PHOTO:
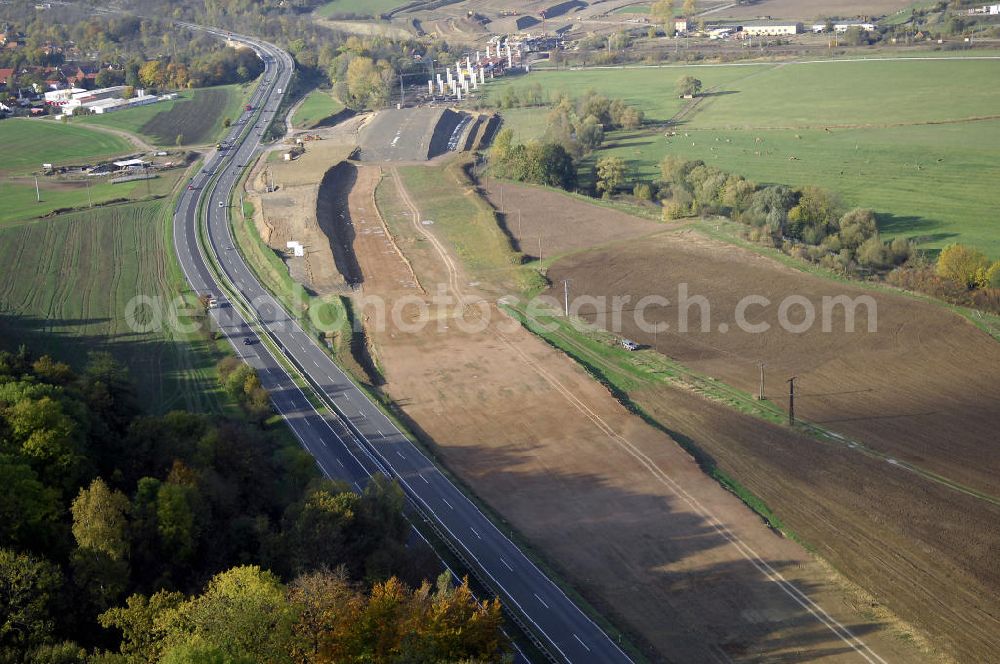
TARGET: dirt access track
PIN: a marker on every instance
(616, 505)
(923, 549)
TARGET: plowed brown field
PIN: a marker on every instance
(622, 511)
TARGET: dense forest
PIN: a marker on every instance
(193, 538)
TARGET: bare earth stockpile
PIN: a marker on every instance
(300, 201)
(921, 548)
(626, 515)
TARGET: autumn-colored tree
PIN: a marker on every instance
(142, 625)
(152, 73)
(242, 614)
(662, 12)
(100, 520)
(964, 265)
(610, 175)
(688, 86)
(337, 623)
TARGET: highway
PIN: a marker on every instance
(361, 439)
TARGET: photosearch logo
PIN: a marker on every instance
(651, 314)
(688, 313)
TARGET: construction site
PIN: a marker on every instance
(386, 214)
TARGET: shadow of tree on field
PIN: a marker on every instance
(665, 574)
(164, 371)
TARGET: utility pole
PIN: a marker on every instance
(791, 401)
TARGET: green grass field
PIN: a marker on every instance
(66, 283)
(197, 115)
(372, 8)
(466, 223)
(632, 9)
(896, 136)
(20, 201)
(654, 90)
(318, 105)
(27, 144)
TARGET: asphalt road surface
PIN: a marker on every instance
(362, 439)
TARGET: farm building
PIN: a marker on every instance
(104, 100)
(771, 29)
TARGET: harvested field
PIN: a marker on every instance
(197, 120)
(550, 449)
(924, 386)
(921, 549)
(532, 217)
(808, 10)
(65, 285)
(29, 143)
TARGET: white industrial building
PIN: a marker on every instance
(843, 27)
(103, 100)
(772, 29)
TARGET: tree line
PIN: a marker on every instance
(184, 537)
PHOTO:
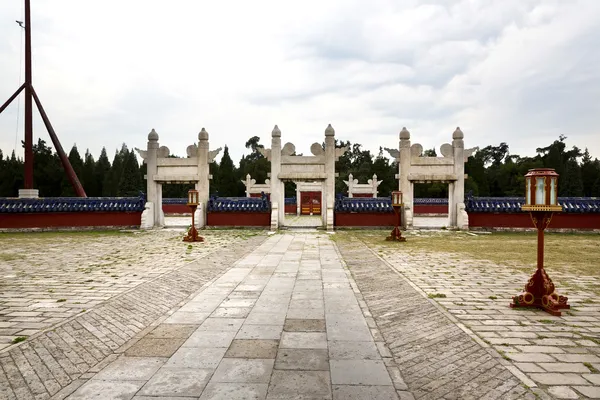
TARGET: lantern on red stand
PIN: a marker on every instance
(192, 235)
(541, 200)
(397, 206)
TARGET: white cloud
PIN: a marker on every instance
(519, 71)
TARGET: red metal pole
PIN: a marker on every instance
(61, 153)
(28, 102)
(541, 245)
(12, 98)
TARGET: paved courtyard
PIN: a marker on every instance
(298, 315)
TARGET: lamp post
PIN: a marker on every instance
(192, 235)
(541, 200)
(397, 206)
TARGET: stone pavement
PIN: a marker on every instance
(283, 323)
(56, 360)
(560, 355)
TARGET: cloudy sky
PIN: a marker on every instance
(107, 72)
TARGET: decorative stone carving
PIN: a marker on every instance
(470, 152)
(447, 150)
(212, 154)
(288, 149)
(265, 152)
(394, 153)
(192, 150)
(142, 153)
(317, 150)
(163, 152)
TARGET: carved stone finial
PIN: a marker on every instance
(153, 136)
(276, 132)
(329, 131)
(203, 135)
(458, 134)
(404, 134)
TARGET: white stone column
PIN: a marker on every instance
(404, 184)
(151, 170)
(350, 185)
(277, 194)
(329, 193)
(203, 174)
(459, 169)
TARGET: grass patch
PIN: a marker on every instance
(436, 295)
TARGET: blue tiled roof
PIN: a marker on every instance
(72, 204)
(238, 204)
(513, 204)
(175, 200)
(363, 204)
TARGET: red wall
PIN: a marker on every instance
(523, 220)
(238, 219)
(365, 219)
(69, 219)
(176, 209)
(431, 208)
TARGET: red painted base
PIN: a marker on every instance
(539, 293)
(396, 235)
(193, 236)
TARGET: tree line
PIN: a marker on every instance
(492, 171)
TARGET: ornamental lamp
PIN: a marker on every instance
(397, 199)
(541, 190)
(192, 198)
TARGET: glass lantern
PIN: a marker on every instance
(397, 199)
(541, 188)
(192, 197)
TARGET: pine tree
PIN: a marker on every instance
(130, 183)
(77, 164)
(88, 176)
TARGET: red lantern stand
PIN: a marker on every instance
(541, 202)
(397, 205)
(192, 235)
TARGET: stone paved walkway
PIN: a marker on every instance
(283, 323)
(560, 355)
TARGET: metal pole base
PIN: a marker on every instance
(193, 236)
(396, 236)
(539, 293)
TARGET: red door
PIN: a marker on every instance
(310, 203)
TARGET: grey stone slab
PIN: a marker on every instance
(151, 347)
(306, 313)
(188, 382)
(265, 318)
(196, 357)
(221, 324)
(182, 317)
(231, 312)
(359, 372)
(302, 359)
(107, 390)
(235, 391)
(354, 392)
(242, 370)
(304, 325)
(303, 340)
(299, 385)
(346, 350)
(163, 331)
(131, 369)
(260, 332)
(210, 339)
(244, 348)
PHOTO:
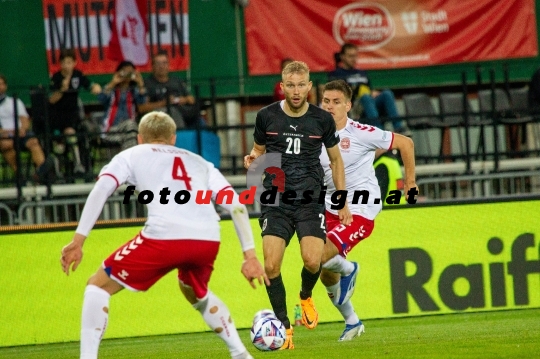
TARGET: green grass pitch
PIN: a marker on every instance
(501, 334)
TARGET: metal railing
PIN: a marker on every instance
(69, 210)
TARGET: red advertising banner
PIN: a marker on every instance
(87, 27)
(389, 34)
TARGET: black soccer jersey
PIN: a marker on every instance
(69, 100)
(299, 140)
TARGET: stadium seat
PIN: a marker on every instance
(502, 112)
(421, 115)
(210, 144)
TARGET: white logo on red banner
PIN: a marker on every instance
(131, 32)
(367, 25)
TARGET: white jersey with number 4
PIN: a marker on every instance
(153, 167)
(357, 146)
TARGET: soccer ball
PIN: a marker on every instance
(268, 332)
(265, 313)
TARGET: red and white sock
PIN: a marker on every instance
(216, 314)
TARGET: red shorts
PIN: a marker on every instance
(346, 237)
(141, 262)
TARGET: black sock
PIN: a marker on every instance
(308, 282)
(276, 293)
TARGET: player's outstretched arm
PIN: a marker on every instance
(405, 145)
(72, 253)
(257, 151)
(338, 176)
(251, 267)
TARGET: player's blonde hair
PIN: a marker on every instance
(156, 126)
(295, 67)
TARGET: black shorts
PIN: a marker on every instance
(306, 220)
(61, 121)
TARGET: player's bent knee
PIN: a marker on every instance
(329, 278)
(102, 280)
(272, 270)
(188, 293)
(312, 263)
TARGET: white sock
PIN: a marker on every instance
(216, 314)
(346, 309)
(348, 313)
(334, 292)
(95, 315)
(340, 265)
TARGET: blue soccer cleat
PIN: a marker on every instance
(351, 331)
(347, 285)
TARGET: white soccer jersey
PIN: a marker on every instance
(153, 167)
(6, 113)
(358, 144)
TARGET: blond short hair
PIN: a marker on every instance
(157, 126)
(295, 67)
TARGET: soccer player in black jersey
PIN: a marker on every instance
(296, 130)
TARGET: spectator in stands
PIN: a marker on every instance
(169, 94)
(26, 136)
(373, 102)
(122, 97)
(280, 95)
(64, 99)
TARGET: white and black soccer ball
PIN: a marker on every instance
(268, 333)
(264, 313)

## Task directions
Using the records above, work out the number of lines that contain "player" and write only that number.

## Exercise solution
4